**INSTRUCTIONS FOR THE TASK:**
Please repeat the passage on the aerial endodermis from "Among the several" up to and including "secondary cell wall).", swapping in "leaf" for every "foliar".

**SELECTION:**
*****
Van Fleet (1950, 1961) defined the endodermis by functional rather than anatomical characteristics. He therefore regarded the endodermis as common in aerial organs, where the presence of a c.s. marks only one variation among others with similar function, such as the starch sheath in the stem and the bundle sheath around foliar vascular bundles. Among his list of monocots with an aerial endodermis, therefore, he did not specially indicate those marked by a c.s. (Van Fleet, 1942). Guttenberg (1943), in contrast, used the term "endodermis" only if a c.s. was present. He did, however, include non-c.s. cell layers ("endodermoide") in his comprehensive review of the endodermis and similar layers around vascular tissue.

This brief review deals with the aerial endodermis, a poorly known anatomical feature. Standard plant anatomy texts (Cutter, 1971; Esau, 1965; Fahn, 1990; Mauseth, 1988) report briefly that a stem endodermis exists, but only Cutter (1971) and Mauseth (1988) make bare mention of it for the leaf. Primary and secondary (non-textbook) sources on endodermis in aerial organs are sparse, mostly old, and often in sources considered obscure and/or generally unavailable.

III. Pteridophytes

Among the several vascular plant groups that constitute the Pteridophyta, a foliar endodermis with c.s. is common in some but rare or absent in others. Some of the 19th- and early 20th-century studies that recorded such information were mentioned by Ogura (1938), but a review of all endodermis literature was presented by Guttenberg (1943). Concerning Pteridophytes, he concluded that most representatives with an aerial endodermis and c.s. remain in stage 1 (thin cellulosic wall with c.s.), some attain stage 2 (c.s. plus the cell wall partially or completely covered by a suberized thickening), but none show stage 3 (lignified secondary cell wall).

Guttenberg's summary table (1943:111) included family-level distributions. Keeping in mind that the sample is often small for a particular taxon, he stated that no foliar endodermis occurs in Selaginellaceae, Isoetaceae, Ophioglossaceae, or Marattiaceae. A stage 1 endodermis is found in Equisetaceae, Lycopodiaceae, Osmundaceae, Marsileaceae, and Salviniaceae. He indicated that among various unnamed families of Filicalean ferns, there is a mixture of taxa with stage 1 and stage 2 endodermis.
*****
**DATA EXCERPT:**
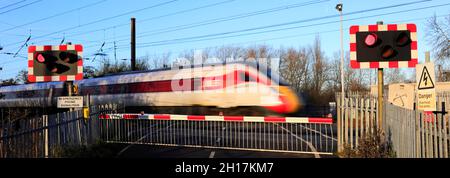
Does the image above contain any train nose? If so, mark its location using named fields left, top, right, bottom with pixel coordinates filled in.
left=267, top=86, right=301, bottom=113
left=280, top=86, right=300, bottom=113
*****
**PROBLEM SOLUTION:**
Among the several vascular plant groups that constitute the Pteridophyta, a leaf endodermis with c.s. is common in some but rare or absent in others. Some of the 19th- and early 20th-century studies that recorded such information were mentioned by Ogura (1938), but a review of all endodermis literature was presented by Guttenberg (1943). Concerning Pteridophytes, he concluded that most representatives with an aerial endodermis and c.s. remain in stage 1 (thin cellulosic wall with c.s.), some attain stage 2 (c.s. plus the cell wall partially or completely covered by a suberized thickening), but none show stage 3 (lignified secondary cell wall).